# Work required
Please quote only the lines that start at the one with "point: crowd in" and go on to the last line of the data, both ends kept.

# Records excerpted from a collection
--

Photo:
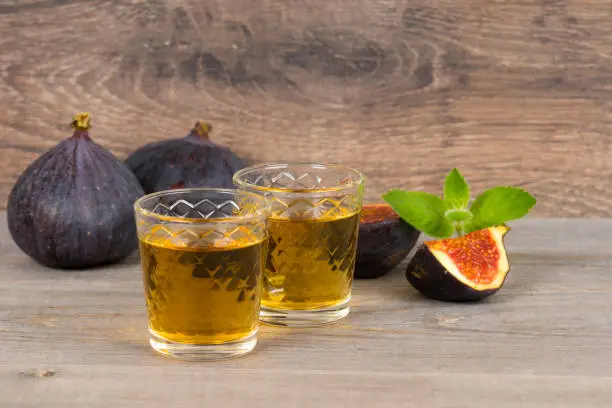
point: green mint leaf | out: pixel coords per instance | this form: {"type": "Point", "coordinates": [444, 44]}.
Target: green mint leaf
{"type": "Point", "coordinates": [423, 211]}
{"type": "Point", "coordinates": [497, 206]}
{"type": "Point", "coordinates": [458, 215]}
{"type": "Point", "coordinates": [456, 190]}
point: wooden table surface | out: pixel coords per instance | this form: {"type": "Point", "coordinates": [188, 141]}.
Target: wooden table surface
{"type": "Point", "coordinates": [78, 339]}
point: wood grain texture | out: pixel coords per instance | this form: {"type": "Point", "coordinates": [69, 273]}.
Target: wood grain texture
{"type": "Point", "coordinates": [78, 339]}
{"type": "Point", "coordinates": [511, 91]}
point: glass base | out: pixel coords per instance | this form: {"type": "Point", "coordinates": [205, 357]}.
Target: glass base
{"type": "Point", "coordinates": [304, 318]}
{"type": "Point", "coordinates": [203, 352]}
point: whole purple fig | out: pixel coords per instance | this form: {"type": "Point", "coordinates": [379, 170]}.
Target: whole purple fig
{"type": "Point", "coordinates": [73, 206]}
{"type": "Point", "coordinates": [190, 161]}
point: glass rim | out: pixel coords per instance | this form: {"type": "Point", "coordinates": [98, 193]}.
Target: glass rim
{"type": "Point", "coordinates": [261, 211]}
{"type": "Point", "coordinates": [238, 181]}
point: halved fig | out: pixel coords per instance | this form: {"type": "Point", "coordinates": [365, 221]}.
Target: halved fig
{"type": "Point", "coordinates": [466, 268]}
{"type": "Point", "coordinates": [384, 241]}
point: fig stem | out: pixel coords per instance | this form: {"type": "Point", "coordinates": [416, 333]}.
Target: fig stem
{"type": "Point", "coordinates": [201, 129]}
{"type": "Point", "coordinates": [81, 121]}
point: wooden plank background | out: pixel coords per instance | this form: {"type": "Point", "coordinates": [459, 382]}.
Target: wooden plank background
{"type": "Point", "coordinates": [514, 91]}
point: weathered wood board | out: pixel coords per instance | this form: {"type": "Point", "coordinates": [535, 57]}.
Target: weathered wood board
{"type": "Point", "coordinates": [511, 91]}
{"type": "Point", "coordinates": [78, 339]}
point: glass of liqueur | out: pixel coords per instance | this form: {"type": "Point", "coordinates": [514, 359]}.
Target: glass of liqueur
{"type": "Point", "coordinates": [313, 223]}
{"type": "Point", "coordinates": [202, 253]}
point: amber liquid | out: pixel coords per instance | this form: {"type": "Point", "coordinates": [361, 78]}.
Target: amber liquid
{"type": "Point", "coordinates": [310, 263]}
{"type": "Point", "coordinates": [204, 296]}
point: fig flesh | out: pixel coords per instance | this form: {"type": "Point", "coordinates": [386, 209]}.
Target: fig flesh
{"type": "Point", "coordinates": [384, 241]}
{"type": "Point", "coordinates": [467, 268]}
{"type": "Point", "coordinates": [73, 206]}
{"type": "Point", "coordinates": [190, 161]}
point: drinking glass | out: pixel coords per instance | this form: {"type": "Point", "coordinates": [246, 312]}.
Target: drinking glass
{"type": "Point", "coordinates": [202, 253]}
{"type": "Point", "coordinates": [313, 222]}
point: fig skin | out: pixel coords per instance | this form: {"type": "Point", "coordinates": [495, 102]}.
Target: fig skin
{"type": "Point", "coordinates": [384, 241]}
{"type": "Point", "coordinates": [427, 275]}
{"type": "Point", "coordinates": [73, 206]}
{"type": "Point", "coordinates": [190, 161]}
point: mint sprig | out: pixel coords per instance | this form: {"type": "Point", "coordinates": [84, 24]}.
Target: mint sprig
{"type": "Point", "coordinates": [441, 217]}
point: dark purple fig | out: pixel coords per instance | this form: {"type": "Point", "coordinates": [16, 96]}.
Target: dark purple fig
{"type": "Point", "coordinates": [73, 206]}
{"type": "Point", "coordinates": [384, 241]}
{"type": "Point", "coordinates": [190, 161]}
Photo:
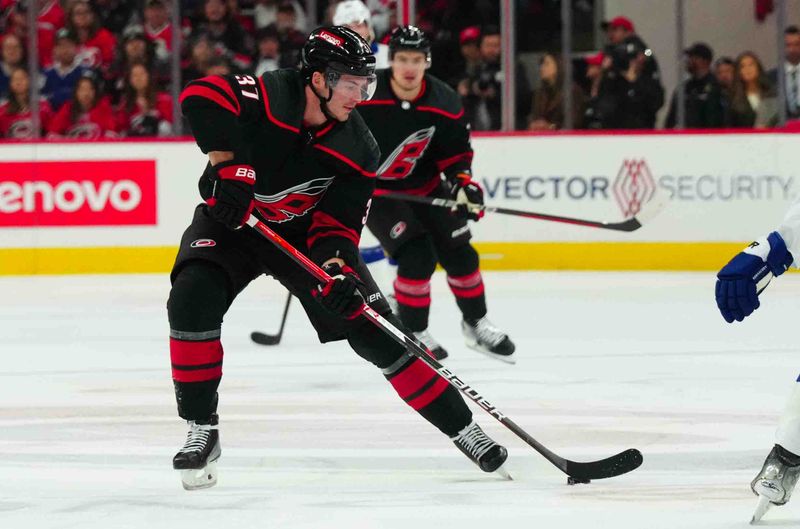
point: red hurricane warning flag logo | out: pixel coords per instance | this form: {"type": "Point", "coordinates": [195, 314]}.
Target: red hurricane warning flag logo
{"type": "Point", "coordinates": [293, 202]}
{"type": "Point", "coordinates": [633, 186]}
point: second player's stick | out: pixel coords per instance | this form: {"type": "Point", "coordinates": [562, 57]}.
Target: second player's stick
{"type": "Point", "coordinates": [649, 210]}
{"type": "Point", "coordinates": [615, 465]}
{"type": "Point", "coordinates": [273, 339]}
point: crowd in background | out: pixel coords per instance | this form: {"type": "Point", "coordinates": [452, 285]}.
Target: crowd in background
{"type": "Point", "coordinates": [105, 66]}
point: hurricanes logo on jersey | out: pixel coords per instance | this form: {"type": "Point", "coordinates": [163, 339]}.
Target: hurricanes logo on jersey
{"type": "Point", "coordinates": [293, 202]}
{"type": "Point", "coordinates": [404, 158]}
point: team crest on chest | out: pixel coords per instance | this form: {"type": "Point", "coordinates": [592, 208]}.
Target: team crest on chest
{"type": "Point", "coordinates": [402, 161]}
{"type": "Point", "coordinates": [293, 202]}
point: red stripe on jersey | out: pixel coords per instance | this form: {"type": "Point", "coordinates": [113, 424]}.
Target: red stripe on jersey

--

# Solution
point: crowd in background | out: pixel coords per instance | this form: {"type": "Point", "coordinates": [452, 285]}.
Target: crowd in background
{"type": "Point", "coordinates": [105, 66]}
point: hurricanes logo on jersey | out: pixel coords per instance | this form: {"type": "Point", "coordinates": [163, 339]}.
Target: hurricanes logo on jersey
{"type": "Point", "coordinates": [293, 202]}
{"type": "Point", "coordinates": [404, 158]}
point: team crest on chest | out: pixel coords per instance | this form: {"type": "Point", "coordinates": [592, 208]}.
Target: team crest on chest
{"type": "Point", "coordinates": [402, 161]}
{"type": "Point", "coordinates": [293, 202]}
point: red stripe on jersey | out: pixel coords per instance | this form: {"type": "Point", "coordinates": [113, 424]}.
Target: red stripe on jersey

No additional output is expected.